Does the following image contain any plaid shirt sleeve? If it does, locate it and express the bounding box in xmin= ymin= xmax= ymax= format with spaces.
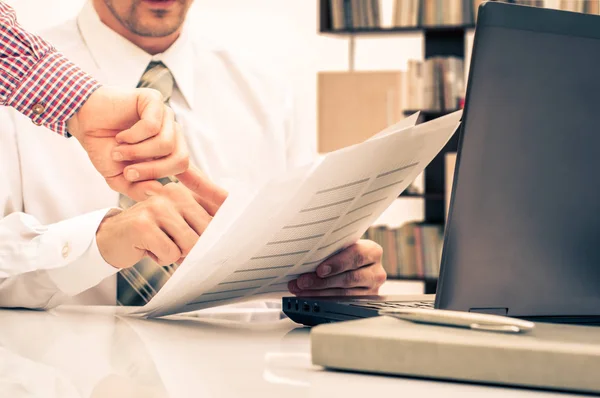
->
xmin=0 ymin=2 xmax=101 ymax=136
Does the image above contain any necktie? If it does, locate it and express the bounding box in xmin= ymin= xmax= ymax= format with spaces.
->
xmin=117 ymin=61 xmax=178 ymax=306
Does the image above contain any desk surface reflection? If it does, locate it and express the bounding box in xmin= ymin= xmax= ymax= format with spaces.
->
xmin=0 ymin=306 xmax=587 ymax=398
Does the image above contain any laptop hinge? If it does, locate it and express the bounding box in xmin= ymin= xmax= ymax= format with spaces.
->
xmin=469 ymin=307 xmax=508 ymax=316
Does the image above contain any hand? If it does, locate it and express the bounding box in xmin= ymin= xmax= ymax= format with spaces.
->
xmin=288 ymin=240 xmax=386 ymax=296
xmin=176 ymin=166 xmax=228 ymax=216
xmin=67 ymin=86 xmax=189 ymax=202
xmin=96 ymin=183 xmax=212 ymax=269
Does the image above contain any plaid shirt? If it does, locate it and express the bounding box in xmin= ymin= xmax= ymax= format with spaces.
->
xmin=0 ymin=2 xmax=100 ymax=136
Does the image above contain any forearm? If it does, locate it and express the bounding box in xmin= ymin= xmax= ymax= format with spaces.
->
xmin=0 ymin=209 xmax=119 ymax=309
xmin=0 ymin=1 xmax=100 ymax=136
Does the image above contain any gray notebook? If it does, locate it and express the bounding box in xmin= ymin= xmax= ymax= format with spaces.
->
xmin=311 ymin=316 xmax=600 ymax=394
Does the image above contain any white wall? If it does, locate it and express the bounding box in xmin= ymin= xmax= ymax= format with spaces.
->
xmin=7 ymin=0 xmax=431 ymax=227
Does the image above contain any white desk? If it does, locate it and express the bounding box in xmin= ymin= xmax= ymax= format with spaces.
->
xmin=0 ymin=306 xmax=587 ymax=398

What this task involves ▸
Leaving out the pictures, restate each line of the listing above verbatim, from the opening line to the line bearing "Does the image above contain any hand?", inclusive, and no more.

Output for this exercise ▸
Does the following image contain any plaid shirt sleeve? If it does, locate it and express the bounding box in xmin= ymin= xmax= ymax= format with spaces.
->
xmin=0 ymin=2 xmax=101 ymax=136
Does the image above contain any necktie? If it does, locate it and express the bounding box in xmin= ymin= xmax= ymax= format with spaces.
->
xmin=117 ymin=61 xmax=178 ymax=306
Does the image above contain any desk surface reflection? If it does, locate it and express the bounding box in xmin= ymin= xmax= ymax= format with spaces.
->
xmin=0 ymin=306 xmax=587 ymax=398
Does the image above contain any laptop hinge? If it does, locate it and express the bounding box in xmin= ymin= xmax= ymax= format with spaces.
->
xmin=469 ymin=307 xmax=508 ymax=316
Does the image above contain any hand? If it does, locate it and express the bounding box in xmin= ymin= xmax= ymax= format with spaces.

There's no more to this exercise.